→ PROBLEM REQUIREMENTS:
Each line below must be reproduced exactly.

(Records contained in a dataset)
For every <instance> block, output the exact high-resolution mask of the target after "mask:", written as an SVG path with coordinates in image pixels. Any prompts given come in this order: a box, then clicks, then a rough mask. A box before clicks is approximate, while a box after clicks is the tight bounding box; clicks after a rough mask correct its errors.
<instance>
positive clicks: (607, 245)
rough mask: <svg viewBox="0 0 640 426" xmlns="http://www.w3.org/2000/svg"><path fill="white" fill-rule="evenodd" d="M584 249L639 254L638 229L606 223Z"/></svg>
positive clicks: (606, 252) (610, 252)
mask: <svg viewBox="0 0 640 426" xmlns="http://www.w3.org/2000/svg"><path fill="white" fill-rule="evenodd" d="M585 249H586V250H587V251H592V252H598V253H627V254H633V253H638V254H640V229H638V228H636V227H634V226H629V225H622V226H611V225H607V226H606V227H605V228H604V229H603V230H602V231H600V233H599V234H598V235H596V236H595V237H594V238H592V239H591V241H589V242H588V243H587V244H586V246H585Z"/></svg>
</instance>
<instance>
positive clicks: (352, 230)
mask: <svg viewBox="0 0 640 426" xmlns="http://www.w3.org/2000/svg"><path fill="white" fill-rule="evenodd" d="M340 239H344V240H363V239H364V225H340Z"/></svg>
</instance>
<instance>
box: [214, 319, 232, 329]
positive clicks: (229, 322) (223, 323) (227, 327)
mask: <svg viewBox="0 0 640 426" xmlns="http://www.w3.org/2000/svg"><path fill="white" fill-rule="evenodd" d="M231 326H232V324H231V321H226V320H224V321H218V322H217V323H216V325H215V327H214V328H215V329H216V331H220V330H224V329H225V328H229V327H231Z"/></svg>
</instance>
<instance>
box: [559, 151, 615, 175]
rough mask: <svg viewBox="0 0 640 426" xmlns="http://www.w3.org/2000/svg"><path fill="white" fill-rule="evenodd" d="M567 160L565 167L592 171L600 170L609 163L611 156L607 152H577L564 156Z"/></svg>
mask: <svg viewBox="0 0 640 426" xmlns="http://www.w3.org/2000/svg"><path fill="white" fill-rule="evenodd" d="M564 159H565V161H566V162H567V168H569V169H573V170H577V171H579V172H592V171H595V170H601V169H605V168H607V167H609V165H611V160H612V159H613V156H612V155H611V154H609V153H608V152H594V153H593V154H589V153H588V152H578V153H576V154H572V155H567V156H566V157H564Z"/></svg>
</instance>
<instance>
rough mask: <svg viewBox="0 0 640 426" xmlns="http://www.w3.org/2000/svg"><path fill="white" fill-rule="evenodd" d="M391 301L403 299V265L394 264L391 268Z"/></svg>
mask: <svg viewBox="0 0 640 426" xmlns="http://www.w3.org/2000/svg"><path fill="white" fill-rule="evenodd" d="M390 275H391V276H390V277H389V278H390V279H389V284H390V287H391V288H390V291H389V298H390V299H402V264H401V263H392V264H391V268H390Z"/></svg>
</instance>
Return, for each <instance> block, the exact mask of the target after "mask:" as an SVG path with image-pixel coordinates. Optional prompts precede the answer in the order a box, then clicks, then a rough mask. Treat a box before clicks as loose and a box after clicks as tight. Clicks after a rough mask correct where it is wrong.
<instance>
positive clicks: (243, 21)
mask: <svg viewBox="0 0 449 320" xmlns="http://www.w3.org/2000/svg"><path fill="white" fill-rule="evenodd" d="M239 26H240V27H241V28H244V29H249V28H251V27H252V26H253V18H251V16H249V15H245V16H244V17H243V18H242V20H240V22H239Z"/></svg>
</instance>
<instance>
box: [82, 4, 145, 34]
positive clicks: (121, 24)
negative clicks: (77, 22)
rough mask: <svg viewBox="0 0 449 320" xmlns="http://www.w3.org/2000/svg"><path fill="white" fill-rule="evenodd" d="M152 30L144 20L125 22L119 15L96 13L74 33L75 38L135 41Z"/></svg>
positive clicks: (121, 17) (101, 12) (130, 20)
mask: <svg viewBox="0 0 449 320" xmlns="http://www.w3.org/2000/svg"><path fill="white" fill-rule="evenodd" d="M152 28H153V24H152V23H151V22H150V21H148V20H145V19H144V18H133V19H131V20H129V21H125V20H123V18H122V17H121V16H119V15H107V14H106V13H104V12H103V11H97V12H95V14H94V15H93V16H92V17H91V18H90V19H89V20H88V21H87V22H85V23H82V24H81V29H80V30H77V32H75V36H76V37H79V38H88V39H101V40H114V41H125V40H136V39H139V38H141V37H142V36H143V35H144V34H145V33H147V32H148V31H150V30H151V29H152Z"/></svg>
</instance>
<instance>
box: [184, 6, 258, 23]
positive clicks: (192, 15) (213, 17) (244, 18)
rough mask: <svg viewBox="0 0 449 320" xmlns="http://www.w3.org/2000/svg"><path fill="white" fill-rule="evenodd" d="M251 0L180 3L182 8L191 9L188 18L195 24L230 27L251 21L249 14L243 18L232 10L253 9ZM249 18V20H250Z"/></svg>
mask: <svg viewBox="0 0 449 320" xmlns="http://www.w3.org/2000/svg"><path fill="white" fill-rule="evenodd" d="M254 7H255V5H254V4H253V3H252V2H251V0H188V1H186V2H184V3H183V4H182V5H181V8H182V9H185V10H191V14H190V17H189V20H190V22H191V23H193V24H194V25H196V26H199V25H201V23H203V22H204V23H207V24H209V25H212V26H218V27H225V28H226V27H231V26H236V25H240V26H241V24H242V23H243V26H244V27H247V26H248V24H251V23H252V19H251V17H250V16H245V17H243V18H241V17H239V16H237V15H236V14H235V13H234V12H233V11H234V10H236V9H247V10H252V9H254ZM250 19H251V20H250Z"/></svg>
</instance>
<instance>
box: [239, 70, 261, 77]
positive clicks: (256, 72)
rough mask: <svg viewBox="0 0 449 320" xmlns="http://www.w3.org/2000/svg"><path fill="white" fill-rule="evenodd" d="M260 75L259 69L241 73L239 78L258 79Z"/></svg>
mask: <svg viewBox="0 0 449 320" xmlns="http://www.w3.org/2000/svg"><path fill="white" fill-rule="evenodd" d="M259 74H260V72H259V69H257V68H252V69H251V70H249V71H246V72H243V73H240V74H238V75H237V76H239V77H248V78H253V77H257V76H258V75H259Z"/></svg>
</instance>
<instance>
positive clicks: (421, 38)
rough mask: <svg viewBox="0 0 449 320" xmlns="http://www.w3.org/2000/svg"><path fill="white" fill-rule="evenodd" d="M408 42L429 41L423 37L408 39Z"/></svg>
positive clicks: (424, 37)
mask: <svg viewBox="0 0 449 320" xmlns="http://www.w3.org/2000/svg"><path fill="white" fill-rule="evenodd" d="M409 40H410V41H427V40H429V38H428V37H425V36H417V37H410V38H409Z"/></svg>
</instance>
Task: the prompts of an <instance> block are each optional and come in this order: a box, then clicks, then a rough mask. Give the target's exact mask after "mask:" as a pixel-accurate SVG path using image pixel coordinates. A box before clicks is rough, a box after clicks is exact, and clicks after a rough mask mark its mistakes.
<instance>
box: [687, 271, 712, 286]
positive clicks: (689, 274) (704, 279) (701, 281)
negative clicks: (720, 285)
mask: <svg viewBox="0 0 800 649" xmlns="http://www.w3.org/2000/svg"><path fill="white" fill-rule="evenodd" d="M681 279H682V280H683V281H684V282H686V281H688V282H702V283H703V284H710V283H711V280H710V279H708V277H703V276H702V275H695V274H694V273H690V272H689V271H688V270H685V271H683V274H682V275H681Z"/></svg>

→ ANSWER SPACE:
For every <instance> block, output the exact high-resolution mask of the target after "mask:", written as an SVG path with coordinates in image pixels. Any prompts given come in this order: a box, then clicks, then a rough mask. A box before clicks is approximate, while a box after clicks is the tight bounding box; clicks after a rough mask correct its errors.
<instance>
positive clicks: (607, 245)
rough mask: <svg viewBox="0 0 640 426" xmlns="http://www.w3.org/2000/svg"><path fill="white" fill-rule="evenodd" d="M584 249L639 254L638 229L606 223Z"/></svg>
positive clicks: (606, 252) (610, 252)
mask: <svg viewBox="0 0 640 426" xmlns="http://www.w3.org/2000/svg"><path fill="white" fill-rule="evenodd" d="M585 249H586V250H587V251H592V252H598V253H627V254H633V253H638V254H640V229H638V228H636V227H634V226H629V225H622V226H611V225H607V226H606V227H605V228H604V229H603V230H602V231H600V233H599V234H598V235H596V236H595V237H594V238H592V239H591V241H589V242H588V243H587V244H586V246H585Z"/></svg>
</instance>
<instance>
positive clicks: (352, 230)
mask: <svg viewBox="0 0 640 426" xmlns="http://www.w3.org/2000/svg"><path fill="white" fill-rule="evenodd" d="M340 239H344V240H363V239H364V225H340Z"/></svg>
</instance>
<instance>
box: [214, 319, 232, 329]
positive clicks: (229, 322) (223, 323) (227, 327)
mask: <svg viewBox="0 0 640 426" xmlns="http://www.w3.org/2000/svg"><path fill="white" fill-rule="evenodd" d="M231 326H232V324H231V321H226V320H224V321H218V322H217V323H216V325H215V327H214V328H215V329H216V331H220V330H224V329H225V328H229V327H231Z"/></svg>
</instance>
<instance>
box: [559, 151, 615, 175]
rough mask: <svg viewBox="0 0 640 426" xmlns="http://www.w3.org/2000/svg"><path fill="white" fill-rule="evenodd" d="M567 160L565 167L592 171L600 170L609 163L611 156L607 152H577L564 156Z"/></svg>
mask: <svg viewBox="0 0 640 426" xmlns="http://www.w3.org/2000/svg"><path fill="white" fill-rule="evenodd" d="M564 159H565V161H566V162H567V168H569V169H573V170H577V171H579V172H592V171H595V170H601V169H605V168H607V167H609V165H611V160H612V159H613V156H612V155H611V154H609V153H608V152H594V153H593V154H589V153H588V152H578V153H576V154H572V155H567V156H566V157H564Z"/></svg>
</instance>
<instance>
rough mask: <svg viewBox="0 0 640 426" xmlns="http://www.w3.org/2000/svg"><path fill="white" fill-rule="evenodd" d="M391 301L403 299V265L394 264L391 268Z"/></svg>
mask: <svg viewBox="0 0 640 426" xmlns="http://www.w3.org/2000/svg"><path fill="white" fill-rule="evenodd" d="M390 275H391V276H390V277H389V278H390V279H389V284H390V287H391V288H390V291H389V298H390V299H402V264H401V263H392V264H391V268H390Z"/></svg>
</instance>
Return, for each <instance> block, the exact mask of the target after "mask:" as an SVG path with image-pixel coordinates. Optional prompts precede the answer in the order a box, then clicks, then a rough mask. Treat a box before clicks as loose and a box after clicks as tight. Clicks after a rough mask correct where it is wrong.
<instance>
positive clicks: (243, 21)
mask: <svg viewBox="0 0 449 320" xmlns="http://www.w3.org/2000/svg"><path fill="white" fill-rule="evenodd" d="M239 26H240V27H241V28H244V29H249V28H251V27H252V26H253V18H251V16H249V15H245V16H244V17H243V18H242V20H240V22H239Z"/></svg>
</instance>
<instance>
box: [82, 4, 145, 34]
positive clicks: (121, 24)
negative clicks: (77, 22)
rough mask: <svg viewBox="0 0 449 320" xmlns="http://www.w3.org/2000/svg"><path fill="white" fill-rule="evenodd" d="M152 30L144 20L125 22L119 15L96 13L74 33L75 38L135 41Z"/></svg>
positive clicks: (121, 17) (101, 12) (130, 20)
mask: <svg viewBox="0 0 449 320" xmlns="http://www.w3.org/2000/svg"><path fill="white" fill-rule="evenodd" d="M152 28H153V24H152V23H151V22H150V21H148V20H145V19H144V18H133V19H131V20H129V21H125V20H123V18H122V17H121V16H119V15H107V14H106V13H104V12H103V11H97V12H95V14H94V15H93V16H92V17H91V18H90V19H89V20H88V21H87V22H85V23H82V24H81V29H80V30H77V32H75V36H76V37H79V38H88V39H101V40H114V41H125V40H136V39H139V38H141V37H142V36H143V35H144V34H145V33H147V32H148V31H150V30H151V29H152Z"/></svg>
</instance>
<instance>
box: [184, 6, 258, 23]
positive clicks: (192, 15) (213, 17) (244, 18)
rough mask: <svg viewBox="0 0 449 320" xmlns="http://www.w3.org/2000/svg"><path fill="white" fill-rule="evenodd" d="M251 0L180 3L182 8L191 9L188 18L195 24L230 27L251 21L249 14L243 18L232 10L253 9ZM249 18V20H250Z"/></svg>
mask: <svg viewBox="0 0 449 320" xmlns="http://www.w3.org/2000/svg"><path fill="white" fill-rule="evenodd" d="M254 7H255V5H254V4H253V3H252V2H251V0H188V1H186V2H184V3H183V4H182V5H181V8H182V9H185V10H191V14H190V17H189V20H190V22H191V23H193V24H194V25H196V26H199V25H201V23H203V22H204V23H207V24H209V25H212V26H218V27H225V28H226V27H231V26H236V25H240V26H241V24H242V23H243V26H244V27H247V26H248V24H251V23H252V19H251V17H250V16H245V17H243V18H241V17H239V16H237V15H236V14H235V13H234V12H233V11H234V10H236V9H247V10H252V9H254ZM250 19H251V20H250Z"/></svg>
</instance>
<instance>
box: [239, 70, 261, 77]
positive clicks: (256, 72)
rough mask: <svg viewBox="0 0 449 320" xmlns="http://www.w3.org/2000/svg"><path fill="white" fill-rule="evenodd" d="M260 75L259 69L241 73L239 78L258 79Z"/></svg>
mask: <svg viewBox="0 0 449 320" xmlns="http://www.w3.org/2000/svg"><path fill="white" fill-rule="evenodd" d="M259 74H260V72H259V69H257V68H252V69H251V70H249V71H246V72H243V73H240V74H238V75H237V76H239V77H248V78H253V77H257V76H258V75H259Z"/></svg>
</instance>
<instance>
positive clicks: (421, 38)
rough mask: <svg viewBox="0 0 449 320" xmlns="http://www.w3.org/2000/svg"><path fill="white" fill-rule="evenodd" d="M408 42L429 41L423 37L408 39Z"/></svg>
positive clicks: (424, 37)
mask: <svg viewBox="0 0 449 320" xmlns="http://www.w3.org/2000/svg"><path fill="white" fill-rule="evenodd" d="M409 40H410V41H427V40H429V38H428V37H425V36H417V37H410V38H409Z"/></svg>
</instance>
Task: the prompts of an <instance> block are each optional and come in this order: a box, then clicks, then a rough mask. Give the target's exact mask after "mask:" as a pixel-accurate SVG path using image pixel coordinates. A box before clicks is rough, a box after clicks is exact, and clicks after a rough mask mark its mistakes.
<instance>
box: [687, 271, 712, 286]
positive clicks: (689, 274) (704, 279) (701, 281)
negative clicks: (720, 285)
mask: <svg viewBox="0 0 800 649" xmlns="http://www.w3.org/2000/svg"><path fill="white" fill-rule="evenodd" d="M681 279H682V280H683V281H684V282H686V281H688V282H702V283H703V284H710V283H711V280H710V279H708V277H703V276H702V275H695V274H694V273H690V272H689V271H688V270H685V271H683V274H682V275H681Z"/></svg>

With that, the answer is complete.